• WORK REQUEST: Continue the news report below on the Philadelphia Fed president's outlook for U.S. employment, picking up after its final sentence.

-- EXTRACT TO READ follows --

People browse stores in Hudson Yards shopping center in New York City, the United States, Sept. 9, 2020. (Photo: Xinhua)
Special: Battle Against Novel Coronavirus
While the U.S. economy has rebounded faster than originally anticipated following a large contraction in the second quarter, U.S. employment probably won't recover to pre-pandemic levels until 2023, a senior Federal Reserve official said Tuesday.
"The scenario of continued growth that I have presented depends on a sustained decline in the rate of new infections - probably a result of nearly universal mask-wearing, especially indoors - that ensures only sporadic new outbreaks," Patrick Harker, president of the Philadelphia Federal Reserve Bank, said at a virtual event held by the Official Monetary and Financial Institutions Forum.

-- EXTRACT TO READ concluded --
-- INFORMATION PROVIDED follows --

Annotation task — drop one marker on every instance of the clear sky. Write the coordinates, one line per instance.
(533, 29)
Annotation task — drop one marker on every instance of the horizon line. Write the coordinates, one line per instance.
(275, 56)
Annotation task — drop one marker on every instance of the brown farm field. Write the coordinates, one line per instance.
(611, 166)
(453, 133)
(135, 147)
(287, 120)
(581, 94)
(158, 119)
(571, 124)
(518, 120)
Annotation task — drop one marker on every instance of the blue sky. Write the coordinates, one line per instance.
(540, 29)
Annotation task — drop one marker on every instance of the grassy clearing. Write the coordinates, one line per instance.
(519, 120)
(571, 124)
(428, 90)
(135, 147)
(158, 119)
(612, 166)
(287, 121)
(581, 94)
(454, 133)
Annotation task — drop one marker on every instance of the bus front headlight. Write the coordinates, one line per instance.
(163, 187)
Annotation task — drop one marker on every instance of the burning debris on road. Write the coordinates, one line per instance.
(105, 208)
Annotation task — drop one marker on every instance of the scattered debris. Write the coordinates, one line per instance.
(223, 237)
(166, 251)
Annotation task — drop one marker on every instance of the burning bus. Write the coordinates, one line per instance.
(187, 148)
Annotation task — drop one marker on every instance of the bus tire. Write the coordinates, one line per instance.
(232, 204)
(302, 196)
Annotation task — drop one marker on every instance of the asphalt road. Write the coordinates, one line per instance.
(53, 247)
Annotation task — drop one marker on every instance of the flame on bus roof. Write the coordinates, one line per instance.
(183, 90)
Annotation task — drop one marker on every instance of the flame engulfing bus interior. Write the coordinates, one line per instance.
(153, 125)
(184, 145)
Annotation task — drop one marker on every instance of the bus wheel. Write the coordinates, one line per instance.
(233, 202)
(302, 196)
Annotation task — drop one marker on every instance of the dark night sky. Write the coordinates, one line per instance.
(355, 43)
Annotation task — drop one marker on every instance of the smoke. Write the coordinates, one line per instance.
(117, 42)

-- INFORMATION PROVIDED concluded --

• RESULT FOR THIS TASK:
"We're also assuming that a vaccine becomes widely available sometime mid to late next year. But COVID-19, as the world has learned all too painfully, is difficult to control," he said, adding the path of the economy largely depends on the path of the virus.
Even if the recovery continues and a new surge of the virus is avoided, segments like tourism and hospitality will remain subdued for a long time to come, presenting an overall drag on U.S. gross domestic product (GDP) and employment growth, Harker noted.
"Employment, unfortunately, probably won't be back to pre-pandemic levels until 2023," he said, urging U.S. lawmakers to consider providing additional fiscal support soon to blunt the economic impact of COVID-19.
"Because of our country's unique inability to control the virus, we've suffered approximately 21 percent of the world's deaths, despite housing only about 4 percent of the world's population," he said.
Harker's remarks came after U.S. House Democrats on Monday unveiled a 2.2-trillion-U.S.-dollar COVID-19 relief package, which attempted to pressure the White House and Republicans to reach a deal before the presidential election in November.
House Speaker Nancy Pelosi and White House chief of staff Mark Meadows both said Tuesday they're hopeful they can reach an agreement on the COVID-19 relief package as the stalled talks resumed, according to local media.